[Document section Boundary: Start]
The music for "Ticket" has some "edge and spikiness to it." While some of the more traditional operagoers had a problem with that, none of the children did. "They approached it on its own terms, without any preconceived notions," O'Leary says.

There were spots where the score dragged, which O'Leary prefers to call "opportunities for cuts." Sturrock and Ash are working on those now, in preparation for its next outing at Ireland's Wexford Festival.

He believes that it all demonstrates "that opera is an art form whose appeal is growing in our culture; we as opera producers just have to keep finding ways to get new audiences to notice, become engaged and give it a try."

What other critics said

The 2010 season at Opera Theatre of St. Louis attracted its usual complement of critics from elsewhere. Interest was highest around "A Little Night Music," with its lure of Isaac Mizrahi's directorial debut and starry cast, and "The Golden Ticket." "Ticket" garnered feature stories on National Public Radio and in the Los Angeles Times, along with assorted reviews from all over.

Here's a sampling.

'The Golden Ticket'

George Loomis, writing for the Financial Times, wrote that "(Composer) Ash has produced a fun-filled score with a zippy, contemporary ambience that makes room for a tune or two you can remember and deft allusions to past operas," and praised "the uniformly strong cast," along with Timothy Redmond's conducting and the production itself.
[Document section Boundary: End]
Task requirements.
- 1) According to the opera article, where will "Ticket" have its next outing?
- 2) Extract the passage of the opera article from "What other critics" to "Here's a sampling.", word for word.
Answer from the opera article alone.
[Source data Boundary: Start]
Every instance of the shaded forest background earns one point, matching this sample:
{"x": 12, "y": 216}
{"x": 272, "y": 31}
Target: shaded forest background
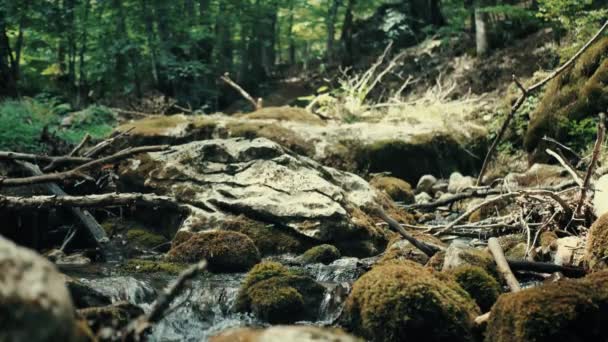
{"x": 67, "y": 55}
[Source data Boundary: End]
Responses to the tasks.
- 1) Ireland's Wexford Festival

- 2)
What other critics said

The 2010 season at Opera Theatre of St. Louis attracted its usual complement of critics from elsewhere. Interest was highest around "A Little Night Music," with its lure of Isaac Mizrahi's directorial debut and starry cast, and "The Golden Ticket." "Ticket" garnered feature stories on National Public Radio and in the Los Angeles Times, along with assorted reviews from all over.

Here's a sampling.